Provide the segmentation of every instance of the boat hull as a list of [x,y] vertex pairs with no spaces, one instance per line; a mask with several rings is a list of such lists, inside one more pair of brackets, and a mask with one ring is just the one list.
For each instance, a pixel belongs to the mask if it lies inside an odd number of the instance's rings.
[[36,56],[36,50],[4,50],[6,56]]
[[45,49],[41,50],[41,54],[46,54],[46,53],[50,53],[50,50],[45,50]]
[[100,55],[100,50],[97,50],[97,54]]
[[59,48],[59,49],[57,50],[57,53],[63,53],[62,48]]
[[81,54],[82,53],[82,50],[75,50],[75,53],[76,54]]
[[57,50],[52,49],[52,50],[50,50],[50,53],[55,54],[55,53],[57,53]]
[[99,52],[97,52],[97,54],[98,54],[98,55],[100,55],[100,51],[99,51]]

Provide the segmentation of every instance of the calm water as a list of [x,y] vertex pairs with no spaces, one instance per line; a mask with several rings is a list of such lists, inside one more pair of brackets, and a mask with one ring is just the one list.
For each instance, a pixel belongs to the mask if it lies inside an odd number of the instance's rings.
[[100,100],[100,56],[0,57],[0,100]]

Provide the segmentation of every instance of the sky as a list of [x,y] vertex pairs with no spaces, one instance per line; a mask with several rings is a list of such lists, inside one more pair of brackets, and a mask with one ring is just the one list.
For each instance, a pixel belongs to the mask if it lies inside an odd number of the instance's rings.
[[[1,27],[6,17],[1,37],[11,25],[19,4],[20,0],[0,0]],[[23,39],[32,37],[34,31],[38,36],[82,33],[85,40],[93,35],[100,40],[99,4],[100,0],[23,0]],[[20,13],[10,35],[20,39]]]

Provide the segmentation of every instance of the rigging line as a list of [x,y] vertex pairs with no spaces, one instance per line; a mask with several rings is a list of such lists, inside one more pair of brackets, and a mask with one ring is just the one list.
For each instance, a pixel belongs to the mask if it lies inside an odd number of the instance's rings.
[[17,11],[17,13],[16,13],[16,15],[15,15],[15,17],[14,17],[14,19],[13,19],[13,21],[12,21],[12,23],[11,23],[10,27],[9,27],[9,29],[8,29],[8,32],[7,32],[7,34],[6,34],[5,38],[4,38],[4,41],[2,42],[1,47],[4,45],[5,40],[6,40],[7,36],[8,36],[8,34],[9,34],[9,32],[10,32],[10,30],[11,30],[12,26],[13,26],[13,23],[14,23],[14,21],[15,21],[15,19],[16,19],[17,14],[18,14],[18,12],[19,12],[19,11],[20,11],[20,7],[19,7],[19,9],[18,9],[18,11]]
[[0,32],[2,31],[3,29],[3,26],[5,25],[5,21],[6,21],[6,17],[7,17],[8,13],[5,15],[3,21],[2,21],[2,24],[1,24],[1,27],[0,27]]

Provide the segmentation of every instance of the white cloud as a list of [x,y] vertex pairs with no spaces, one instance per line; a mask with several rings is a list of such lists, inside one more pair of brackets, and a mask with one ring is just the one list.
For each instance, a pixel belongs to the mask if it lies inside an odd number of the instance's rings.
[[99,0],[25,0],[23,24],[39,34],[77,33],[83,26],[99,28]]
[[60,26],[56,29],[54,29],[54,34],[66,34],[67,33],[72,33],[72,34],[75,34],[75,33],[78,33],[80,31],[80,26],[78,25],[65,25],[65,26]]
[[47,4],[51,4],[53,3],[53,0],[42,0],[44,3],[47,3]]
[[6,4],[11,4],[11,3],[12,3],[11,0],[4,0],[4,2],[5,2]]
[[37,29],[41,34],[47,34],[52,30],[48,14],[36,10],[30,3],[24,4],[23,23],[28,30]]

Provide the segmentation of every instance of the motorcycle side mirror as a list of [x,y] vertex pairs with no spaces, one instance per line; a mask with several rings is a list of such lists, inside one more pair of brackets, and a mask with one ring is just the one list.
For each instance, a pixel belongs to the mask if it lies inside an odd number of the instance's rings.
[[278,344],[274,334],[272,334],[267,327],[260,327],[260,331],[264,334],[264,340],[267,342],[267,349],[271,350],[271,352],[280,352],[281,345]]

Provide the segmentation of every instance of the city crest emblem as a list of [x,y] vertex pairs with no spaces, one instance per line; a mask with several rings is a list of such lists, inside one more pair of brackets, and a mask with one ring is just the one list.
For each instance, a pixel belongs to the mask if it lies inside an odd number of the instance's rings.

### Task objective
In the entries above, find the line with "Provide the segmentation of every instance of the calm" and the line with "Provide the segmentation of every instance of the white", then restate word for word both of them and every line between, with nothing more.

### Written solution
Provide the segmentation of every instance of the calm water as a list of [x,y] vertex pairs with no spaces, one instance per line; a mask with several rings is a list of such lists, inside one more pair of brackets, and a mask with one ring is just the one list.
For each instance, a pixel belongs to the mask if it lies inside an odd number of the instance's rings.
[[100,100],[100,56],[0,57],[0,100]]

Provide the segmentation of every instance of the sky as a list of [x,y] vertex pairs with no spaces, one instance per line; a mask with several rings is a list of such lists, inside one more pair of brackets, and a mask with one ring is just the one list.
For each instance, a pixel belongs to the mask if it lies inside an odd number of the instance's rings.
[[[1,27],[6,17],[1,37],[11,25],[19,4],[20,0],[0,0]],[[23,39],[32,37],[34,31],[38,36],[82,33],[85,40],[93,35],[100,40],[99,4],[100,0],[23,0]],[[20,13],[10,35],[20,39]]]

Provide the segmentation of every instance of the rigging line as a list of [x,y] vertex pairs with no spaces, one instance per line; a mask with several rings is a list of such lists, inside one more pair of brackets, and a mask with one ring is just the one list.
For each instance, a pixel belongs to the mask if it lies inside an odd number of the instance's rings.
[[17,11],[17,13],[16,13],[16,15],[15,15],[15,17],[14,17],[14,19],[13,19],[13,21],[12,21],[12,23],[11,23],[10,27],[9,27],[9,29],[8,29],[8,32],[7,32],[7,34],[6,34],[5,38],[4,38],[4,41],[2,42],[1,47],[4,45],[5,40],[6,40],[7,36],[8,36],[8,34],[9,34],[9,32],[10,32],[10,30],[11,30],[12,26],[13,26],[13,23],[14,23],[14,21],[15,21],[15,19],[16,19],[17,14],[18,14],[18,12],[19,12],[19,11],[20,11],[20,7],[19,7],[19,9],[18,9],[18,11]]
[[0,32],[2,31],[3,29],[3,26],[5,25],[5,21],[6,21],[6,17],[7,17],[8,13],[5,15],[3,21],[2,21],[2,24],[1,24],[1,27],[0,27]]

Provide the segmentation of every instance of the white cloud as a list of [x,y] vertex pairs with no spaces, one instance per line; a mask with several rings is a list of such lists, inside one more pair of brackets, and a mask with one ring is just the one list.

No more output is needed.